++++ SUPPLIED MATERIAL ++++

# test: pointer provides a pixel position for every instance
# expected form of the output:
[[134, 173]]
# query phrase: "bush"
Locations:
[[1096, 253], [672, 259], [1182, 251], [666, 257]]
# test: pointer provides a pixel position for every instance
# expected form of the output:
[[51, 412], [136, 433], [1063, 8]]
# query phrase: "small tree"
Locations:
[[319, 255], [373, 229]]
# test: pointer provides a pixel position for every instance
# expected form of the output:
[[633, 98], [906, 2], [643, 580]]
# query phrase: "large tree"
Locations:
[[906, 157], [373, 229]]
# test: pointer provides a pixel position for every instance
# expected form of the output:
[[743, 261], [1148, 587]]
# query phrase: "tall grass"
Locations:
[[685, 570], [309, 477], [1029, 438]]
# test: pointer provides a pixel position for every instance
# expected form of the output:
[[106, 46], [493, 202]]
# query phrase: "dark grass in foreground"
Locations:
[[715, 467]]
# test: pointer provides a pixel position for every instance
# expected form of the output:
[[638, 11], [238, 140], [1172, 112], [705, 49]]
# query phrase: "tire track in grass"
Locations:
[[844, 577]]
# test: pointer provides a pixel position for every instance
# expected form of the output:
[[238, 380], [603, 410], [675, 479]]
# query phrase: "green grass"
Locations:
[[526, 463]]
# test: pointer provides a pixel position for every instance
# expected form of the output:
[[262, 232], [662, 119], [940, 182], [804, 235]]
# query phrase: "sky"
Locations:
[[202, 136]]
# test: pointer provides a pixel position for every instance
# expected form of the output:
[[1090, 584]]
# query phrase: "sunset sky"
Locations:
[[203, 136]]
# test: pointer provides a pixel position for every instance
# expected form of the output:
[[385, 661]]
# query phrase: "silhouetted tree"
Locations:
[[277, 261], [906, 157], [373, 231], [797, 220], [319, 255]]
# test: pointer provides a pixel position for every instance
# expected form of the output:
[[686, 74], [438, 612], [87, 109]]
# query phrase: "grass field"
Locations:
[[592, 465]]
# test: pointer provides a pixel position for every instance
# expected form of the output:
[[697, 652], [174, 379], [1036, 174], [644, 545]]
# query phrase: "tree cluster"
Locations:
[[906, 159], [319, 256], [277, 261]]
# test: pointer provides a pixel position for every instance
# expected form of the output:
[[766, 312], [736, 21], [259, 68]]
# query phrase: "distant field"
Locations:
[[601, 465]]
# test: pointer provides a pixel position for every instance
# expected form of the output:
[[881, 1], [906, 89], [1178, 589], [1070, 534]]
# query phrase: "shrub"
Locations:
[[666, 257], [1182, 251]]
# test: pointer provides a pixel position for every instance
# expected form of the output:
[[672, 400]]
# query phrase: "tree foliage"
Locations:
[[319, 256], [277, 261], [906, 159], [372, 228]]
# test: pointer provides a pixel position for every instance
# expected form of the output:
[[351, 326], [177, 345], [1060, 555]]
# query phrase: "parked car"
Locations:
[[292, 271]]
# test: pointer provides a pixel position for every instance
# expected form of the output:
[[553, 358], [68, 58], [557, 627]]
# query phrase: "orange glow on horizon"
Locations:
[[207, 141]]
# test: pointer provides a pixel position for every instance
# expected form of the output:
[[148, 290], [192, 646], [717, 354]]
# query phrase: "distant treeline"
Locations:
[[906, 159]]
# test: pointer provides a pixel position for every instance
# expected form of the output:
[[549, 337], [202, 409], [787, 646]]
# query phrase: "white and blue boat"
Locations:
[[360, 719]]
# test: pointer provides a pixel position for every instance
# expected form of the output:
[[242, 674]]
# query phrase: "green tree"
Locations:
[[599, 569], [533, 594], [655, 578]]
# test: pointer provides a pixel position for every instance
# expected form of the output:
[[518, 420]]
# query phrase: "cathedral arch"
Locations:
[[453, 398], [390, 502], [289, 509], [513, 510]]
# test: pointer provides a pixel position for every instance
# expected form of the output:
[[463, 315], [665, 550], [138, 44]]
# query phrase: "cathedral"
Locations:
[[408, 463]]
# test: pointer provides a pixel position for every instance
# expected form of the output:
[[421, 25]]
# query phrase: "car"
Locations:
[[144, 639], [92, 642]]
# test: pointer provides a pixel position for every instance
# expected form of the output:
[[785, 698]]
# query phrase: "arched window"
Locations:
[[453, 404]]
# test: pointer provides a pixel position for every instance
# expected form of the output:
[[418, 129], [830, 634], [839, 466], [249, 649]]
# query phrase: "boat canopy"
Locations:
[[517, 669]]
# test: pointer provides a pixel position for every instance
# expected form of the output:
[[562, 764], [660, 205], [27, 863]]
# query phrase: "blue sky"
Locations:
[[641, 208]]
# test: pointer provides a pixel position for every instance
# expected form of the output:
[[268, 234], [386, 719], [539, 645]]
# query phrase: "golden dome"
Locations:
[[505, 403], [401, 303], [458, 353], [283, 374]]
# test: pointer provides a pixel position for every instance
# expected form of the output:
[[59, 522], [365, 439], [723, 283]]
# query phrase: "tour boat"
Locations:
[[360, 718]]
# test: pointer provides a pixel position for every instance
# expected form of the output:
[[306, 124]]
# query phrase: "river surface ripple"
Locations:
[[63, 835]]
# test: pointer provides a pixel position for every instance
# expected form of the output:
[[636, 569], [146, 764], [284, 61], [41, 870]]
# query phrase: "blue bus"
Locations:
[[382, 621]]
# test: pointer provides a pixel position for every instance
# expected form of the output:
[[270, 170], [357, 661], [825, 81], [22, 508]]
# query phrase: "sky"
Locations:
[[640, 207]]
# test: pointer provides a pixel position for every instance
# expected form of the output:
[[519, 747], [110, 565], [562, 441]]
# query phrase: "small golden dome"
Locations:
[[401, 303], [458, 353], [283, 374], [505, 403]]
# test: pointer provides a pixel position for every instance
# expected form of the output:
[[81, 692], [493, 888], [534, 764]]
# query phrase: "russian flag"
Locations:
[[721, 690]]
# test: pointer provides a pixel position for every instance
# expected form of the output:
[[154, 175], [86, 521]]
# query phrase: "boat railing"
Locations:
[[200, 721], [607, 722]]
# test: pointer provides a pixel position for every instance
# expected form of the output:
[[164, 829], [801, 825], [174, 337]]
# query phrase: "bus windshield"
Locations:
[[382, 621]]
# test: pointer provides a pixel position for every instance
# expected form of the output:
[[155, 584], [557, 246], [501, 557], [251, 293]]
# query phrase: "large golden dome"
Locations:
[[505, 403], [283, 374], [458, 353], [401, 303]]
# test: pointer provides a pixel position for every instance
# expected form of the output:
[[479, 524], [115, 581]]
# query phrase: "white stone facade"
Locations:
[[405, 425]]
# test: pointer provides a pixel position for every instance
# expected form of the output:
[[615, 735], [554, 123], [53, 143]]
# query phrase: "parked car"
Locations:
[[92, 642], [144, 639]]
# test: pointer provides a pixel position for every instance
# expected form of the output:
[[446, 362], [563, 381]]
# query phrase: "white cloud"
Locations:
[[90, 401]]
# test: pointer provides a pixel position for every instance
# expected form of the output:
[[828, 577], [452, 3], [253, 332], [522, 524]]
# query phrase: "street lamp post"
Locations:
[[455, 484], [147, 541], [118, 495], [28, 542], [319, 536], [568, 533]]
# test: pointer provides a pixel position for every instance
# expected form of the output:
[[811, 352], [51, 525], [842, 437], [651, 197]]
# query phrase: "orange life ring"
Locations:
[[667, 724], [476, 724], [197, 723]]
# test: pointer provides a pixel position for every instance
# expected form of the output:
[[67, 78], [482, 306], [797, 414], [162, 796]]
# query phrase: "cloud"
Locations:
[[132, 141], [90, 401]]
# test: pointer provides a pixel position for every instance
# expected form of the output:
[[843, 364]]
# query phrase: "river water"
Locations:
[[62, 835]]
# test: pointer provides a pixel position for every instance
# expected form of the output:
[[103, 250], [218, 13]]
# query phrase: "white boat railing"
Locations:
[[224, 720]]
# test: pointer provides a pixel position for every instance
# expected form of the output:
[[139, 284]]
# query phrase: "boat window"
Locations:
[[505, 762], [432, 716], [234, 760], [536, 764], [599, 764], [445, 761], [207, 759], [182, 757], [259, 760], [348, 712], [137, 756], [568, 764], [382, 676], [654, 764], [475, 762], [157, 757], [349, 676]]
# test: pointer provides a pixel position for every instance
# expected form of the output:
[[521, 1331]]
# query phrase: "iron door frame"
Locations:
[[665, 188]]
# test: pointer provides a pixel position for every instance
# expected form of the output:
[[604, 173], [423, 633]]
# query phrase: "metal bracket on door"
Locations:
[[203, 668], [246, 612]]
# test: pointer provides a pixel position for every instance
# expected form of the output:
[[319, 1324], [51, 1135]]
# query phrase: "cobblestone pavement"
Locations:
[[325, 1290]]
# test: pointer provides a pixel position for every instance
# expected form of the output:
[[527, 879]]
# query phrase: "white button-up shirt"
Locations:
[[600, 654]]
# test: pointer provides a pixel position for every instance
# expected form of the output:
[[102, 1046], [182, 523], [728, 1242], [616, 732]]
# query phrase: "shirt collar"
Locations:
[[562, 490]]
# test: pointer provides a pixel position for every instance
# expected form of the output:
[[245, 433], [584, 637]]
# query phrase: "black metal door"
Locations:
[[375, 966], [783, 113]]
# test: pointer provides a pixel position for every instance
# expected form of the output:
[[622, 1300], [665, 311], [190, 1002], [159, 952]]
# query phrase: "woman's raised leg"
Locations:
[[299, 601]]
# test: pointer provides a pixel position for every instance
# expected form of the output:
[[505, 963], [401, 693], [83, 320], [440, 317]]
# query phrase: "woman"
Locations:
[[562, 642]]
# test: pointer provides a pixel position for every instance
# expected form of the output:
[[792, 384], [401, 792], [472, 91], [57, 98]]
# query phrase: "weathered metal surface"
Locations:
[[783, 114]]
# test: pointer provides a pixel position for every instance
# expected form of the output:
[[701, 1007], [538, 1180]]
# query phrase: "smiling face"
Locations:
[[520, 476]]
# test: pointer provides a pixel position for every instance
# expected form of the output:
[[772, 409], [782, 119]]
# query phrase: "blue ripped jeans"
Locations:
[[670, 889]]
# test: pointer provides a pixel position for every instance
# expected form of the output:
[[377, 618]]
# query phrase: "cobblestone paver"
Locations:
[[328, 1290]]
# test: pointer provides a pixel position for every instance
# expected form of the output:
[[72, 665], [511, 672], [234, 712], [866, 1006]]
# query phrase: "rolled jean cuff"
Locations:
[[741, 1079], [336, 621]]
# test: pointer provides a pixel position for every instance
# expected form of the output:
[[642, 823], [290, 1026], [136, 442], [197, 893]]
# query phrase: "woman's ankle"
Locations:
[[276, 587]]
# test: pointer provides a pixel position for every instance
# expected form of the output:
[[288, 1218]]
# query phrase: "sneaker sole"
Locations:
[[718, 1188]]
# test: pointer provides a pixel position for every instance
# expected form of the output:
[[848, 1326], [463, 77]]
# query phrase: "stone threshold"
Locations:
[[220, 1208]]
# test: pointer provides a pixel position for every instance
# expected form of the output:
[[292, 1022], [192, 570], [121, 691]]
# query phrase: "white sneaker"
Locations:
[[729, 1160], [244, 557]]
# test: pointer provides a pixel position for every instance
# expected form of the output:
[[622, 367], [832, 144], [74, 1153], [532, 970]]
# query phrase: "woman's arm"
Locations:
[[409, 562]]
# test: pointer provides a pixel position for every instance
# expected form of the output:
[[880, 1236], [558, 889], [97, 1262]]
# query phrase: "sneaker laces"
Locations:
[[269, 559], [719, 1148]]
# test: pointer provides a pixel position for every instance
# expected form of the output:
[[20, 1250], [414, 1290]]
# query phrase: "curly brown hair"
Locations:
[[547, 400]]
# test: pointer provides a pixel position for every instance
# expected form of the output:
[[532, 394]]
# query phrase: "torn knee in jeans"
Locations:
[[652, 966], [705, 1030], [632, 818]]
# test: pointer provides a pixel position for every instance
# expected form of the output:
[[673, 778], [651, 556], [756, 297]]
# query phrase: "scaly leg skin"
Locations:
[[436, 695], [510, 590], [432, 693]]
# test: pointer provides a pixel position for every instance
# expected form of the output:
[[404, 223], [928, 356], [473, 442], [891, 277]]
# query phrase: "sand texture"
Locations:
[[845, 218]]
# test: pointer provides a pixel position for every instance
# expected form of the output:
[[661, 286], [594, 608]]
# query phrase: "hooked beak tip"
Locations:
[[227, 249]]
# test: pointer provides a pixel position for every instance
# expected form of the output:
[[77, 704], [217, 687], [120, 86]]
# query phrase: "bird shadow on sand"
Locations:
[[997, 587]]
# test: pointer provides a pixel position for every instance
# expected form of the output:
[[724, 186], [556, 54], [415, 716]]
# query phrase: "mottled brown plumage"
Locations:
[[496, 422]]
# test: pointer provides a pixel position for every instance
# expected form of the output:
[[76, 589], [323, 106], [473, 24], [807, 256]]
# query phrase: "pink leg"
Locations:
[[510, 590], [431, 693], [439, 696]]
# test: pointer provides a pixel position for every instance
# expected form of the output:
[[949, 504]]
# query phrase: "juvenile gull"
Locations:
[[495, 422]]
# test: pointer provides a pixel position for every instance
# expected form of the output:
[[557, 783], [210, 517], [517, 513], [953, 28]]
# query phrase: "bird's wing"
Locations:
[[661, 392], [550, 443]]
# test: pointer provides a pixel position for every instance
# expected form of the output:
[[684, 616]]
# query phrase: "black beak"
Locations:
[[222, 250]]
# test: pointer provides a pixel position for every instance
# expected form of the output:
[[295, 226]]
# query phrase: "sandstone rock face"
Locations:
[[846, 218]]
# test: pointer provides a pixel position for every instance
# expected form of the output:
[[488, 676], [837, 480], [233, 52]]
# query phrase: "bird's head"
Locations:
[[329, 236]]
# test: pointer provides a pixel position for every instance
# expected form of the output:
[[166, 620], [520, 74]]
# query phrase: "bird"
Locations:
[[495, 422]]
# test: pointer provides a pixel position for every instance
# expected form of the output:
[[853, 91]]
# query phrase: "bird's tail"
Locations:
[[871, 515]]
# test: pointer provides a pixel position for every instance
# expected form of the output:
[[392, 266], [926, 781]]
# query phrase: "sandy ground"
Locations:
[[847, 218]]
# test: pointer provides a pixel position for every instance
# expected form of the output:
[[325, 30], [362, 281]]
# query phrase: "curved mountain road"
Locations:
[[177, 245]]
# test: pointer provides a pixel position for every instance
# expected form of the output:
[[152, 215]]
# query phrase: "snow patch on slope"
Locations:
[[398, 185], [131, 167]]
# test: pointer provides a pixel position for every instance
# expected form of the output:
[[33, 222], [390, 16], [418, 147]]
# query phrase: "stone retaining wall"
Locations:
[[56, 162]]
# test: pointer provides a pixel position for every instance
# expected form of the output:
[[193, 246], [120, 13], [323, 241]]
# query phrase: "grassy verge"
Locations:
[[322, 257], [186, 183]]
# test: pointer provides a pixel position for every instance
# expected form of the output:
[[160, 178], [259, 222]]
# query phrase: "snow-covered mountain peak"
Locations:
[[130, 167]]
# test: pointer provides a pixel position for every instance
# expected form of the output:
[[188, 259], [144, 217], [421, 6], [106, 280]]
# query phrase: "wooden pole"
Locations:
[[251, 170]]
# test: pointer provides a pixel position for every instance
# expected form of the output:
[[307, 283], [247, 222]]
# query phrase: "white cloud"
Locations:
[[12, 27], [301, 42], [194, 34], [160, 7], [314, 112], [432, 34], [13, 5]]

++++

WHAT YOU ARE ASKED TO DO:
Extract the entries verbatim, starting at their first line and ending after the line that contains "[[685, 570], [309, 477], [1029, 438]]".

REPLY TO THE EXERCISE:
# test: pointer provides a pixel position for every instance
# expected form of the output:
[[134, 173]]
# query phrase: "bush"
Locations:
[[1096, 253], [672, 259], [1182, 251], [666, 257]]
# test: pointer provides a pixel position for every instance
# expected form of the output:
[[51, 412], [136, 433], [1063, 8]]
# query phrase: "small tree"
Locations:
[[319, 255], [373, 229]]
# test: pointer provides a pixel position for every instance
# expected form of the output:
[[633, 98], [906, 2], [643, 580]]
# query phrase: "large tree"
Locations:
[[906, 157], [373, 229]]
# test: pointer provides a pixel position for every instance
# expected form of the output:
[[743, 261], [1148, 587]]
# query phrase: "tall grass"
Locations:
[[685, 570], [309, 477], [1029, 438]]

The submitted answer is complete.